→ Exercise requirements
Which lines in the rows below contain the string "negative"? Extract each such line in full.

------------------------------------------------

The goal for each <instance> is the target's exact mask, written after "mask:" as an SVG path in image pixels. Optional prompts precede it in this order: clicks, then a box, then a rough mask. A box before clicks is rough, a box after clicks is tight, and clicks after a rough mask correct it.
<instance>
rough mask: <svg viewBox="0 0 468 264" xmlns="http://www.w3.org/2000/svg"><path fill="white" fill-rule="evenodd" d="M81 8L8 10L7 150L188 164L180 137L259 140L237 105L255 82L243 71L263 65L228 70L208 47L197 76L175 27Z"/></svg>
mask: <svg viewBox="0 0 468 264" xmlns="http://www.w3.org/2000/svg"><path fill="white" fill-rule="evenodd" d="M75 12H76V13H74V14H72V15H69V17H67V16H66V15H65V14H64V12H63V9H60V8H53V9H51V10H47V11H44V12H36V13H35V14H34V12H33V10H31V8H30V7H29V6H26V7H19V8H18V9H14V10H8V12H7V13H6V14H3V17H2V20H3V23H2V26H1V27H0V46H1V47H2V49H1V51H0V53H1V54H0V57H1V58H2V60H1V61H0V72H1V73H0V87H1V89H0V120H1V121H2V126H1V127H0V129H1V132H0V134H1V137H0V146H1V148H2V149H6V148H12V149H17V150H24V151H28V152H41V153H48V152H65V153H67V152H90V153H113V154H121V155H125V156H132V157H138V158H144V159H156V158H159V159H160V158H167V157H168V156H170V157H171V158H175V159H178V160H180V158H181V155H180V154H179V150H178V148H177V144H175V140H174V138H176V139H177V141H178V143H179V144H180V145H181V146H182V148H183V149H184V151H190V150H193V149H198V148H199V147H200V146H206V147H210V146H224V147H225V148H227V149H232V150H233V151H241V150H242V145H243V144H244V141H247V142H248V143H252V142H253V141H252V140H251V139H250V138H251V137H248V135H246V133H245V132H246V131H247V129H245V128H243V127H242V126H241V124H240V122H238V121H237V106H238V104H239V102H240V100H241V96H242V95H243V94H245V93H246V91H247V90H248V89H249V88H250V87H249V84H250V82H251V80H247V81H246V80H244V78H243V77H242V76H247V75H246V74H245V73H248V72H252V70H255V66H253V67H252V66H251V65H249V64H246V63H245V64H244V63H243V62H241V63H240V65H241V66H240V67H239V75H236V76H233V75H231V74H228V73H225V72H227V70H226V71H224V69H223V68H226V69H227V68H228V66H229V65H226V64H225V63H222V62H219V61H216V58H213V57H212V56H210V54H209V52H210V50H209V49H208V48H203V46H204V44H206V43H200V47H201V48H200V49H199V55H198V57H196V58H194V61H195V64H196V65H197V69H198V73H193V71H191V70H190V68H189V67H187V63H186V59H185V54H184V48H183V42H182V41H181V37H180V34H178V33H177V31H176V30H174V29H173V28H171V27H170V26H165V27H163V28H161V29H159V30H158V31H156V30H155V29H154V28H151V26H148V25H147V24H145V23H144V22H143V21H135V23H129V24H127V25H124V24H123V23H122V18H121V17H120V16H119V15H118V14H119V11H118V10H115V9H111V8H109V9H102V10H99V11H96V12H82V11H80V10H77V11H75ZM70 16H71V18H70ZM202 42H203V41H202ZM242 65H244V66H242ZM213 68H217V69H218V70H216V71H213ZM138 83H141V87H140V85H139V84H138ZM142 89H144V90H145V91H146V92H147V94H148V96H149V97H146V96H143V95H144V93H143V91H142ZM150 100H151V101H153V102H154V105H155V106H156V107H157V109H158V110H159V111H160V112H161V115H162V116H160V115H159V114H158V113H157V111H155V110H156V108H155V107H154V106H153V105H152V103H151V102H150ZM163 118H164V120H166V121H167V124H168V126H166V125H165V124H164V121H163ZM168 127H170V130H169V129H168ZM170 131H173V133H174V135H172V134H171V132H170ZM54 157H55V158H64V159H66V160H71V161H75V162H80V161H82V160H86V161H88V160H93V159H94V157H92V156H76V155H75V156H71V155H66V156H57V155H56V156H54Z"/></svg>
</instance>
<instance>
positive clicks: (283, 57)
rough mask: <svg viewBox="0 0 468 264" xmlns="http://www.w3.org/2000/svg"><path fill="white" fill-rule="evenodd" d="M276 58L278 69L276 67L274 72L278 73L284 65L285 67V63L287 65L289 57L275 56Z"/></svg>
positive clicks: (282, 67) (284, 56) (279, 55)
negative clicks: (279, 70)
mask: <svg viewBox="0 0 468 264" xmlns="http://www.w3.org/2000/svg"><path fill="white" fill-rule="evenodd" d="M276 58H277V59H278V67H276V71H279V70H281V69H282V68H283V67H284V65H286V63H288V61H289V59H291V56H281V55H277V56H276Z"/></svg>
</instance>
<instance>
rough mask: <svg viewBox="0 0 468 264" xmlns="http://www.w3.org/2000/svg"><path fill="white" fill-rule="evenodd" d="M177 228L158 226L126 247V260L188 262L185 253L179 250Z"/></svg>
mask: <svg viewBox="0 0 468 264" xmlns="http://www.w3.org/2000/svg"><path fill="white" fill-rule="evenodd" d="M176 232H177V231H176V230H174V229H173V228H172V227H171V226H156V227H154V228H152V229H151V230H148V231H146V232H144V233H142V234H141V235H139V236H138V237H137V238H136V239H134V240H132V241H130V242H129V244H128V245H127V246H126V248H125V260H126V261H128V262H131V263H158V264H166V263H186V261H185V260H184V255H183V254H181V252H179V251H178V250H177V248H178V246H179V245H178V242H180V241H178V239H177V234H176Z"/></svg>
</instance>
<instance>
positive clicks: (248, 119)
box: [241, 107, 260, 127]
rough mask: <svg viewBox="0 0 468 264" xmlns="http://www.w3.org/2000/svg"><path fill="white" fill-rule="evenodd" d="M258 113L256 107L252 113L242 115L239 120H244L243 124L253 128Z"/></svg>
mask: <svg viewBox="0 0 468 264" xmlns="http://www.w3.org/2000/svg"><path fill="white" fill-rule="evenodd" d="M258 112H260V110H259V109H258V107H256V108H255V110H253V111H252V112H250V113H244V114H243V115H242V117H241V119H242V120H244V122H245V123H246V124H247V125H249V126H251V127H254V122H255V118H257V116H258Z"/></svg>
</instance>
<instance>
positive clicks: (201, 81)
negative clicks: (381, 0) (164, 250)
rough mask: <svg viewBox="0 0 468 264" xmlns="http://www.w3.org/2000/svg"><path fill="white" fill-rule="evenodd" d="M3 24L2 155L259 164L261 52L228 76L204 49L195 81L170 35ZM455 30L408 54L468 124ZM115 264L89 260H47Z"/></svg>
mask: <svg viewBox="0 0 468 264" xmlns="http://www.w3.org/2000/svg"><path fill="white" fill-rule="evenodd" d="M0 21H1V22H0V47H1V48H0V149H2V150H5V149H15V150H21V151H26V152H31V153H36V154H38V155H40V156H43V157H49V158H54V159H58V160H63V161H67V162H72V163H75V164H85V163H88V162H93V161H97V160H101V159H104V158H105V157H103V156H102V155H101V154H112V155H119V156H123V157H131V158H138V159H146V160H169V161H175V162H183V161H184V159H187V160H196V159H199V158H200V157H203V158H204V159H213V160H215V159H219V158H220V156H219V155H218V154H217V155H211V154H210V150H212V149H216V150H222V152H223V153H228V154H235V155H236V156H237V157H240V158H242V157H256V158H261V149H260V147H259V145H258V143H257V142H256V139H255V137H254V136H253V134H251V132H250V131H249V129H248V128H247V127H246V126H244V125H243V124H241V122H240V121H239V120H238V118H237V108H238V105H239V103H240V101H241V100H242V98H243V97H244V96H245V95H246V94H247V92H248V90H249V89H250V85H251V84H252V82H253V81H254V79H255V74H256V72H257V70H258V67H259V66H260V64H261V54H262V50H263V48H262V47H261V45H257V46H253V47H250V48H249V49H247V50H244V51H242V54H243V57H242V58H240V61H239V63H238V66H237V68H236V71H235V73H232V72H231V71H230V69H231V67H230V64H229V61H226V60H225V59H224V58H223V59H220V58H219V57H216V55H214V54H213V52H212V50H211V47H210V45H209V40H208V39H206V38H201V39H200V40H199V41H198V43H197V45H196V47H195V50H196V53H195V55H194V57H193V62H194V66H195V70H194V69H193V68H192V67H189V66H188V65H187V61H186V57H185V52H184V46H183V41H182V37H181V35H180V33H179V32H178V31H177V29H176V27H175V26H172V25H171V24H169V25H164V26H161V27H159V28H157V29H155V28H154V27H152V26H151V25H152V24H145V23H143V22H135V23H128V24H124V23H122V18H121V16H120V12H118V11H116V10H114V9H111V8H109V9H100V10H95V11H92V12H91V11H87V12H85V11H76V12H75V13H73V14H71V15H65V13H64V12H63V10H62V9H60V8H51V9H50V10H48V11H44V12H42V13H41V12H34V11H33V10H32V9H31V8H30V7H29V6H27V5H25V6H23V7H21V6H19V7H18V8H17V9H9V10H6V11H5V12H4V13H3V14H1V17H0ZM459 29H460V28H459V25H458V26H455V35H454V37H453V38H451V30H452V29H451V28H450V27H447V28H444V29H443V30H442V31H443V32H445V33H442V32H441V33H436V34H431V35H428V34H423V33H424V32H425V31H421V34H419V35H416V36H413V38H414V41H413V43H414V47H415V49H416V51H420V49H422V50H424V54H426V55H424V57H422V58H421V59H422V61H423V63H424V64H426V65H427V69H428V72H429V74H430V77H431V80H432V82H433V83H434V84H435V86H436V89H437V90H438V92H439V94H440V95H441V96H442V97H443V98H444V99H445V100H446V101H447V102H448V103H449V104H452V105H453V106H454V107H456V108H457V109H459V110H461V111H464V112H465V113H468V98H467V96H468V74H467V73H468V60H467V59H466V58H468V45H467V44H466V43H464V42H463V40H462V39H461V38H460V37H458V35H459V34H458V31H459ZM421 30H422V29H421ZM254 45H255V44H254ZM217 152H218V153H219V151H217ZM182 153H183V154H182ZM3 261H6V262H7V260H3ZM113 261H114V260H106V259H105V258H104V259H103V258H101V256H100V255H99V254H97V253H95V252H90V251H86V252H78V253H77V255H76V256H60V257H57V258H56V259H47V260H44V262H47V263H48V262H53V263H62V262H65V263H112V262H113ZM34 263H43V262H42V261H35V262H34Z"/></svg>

------------------------------------------------

→ Reply to the task
negative clicks: (279, 70)
negative clicks: (381, 0) (164, 250)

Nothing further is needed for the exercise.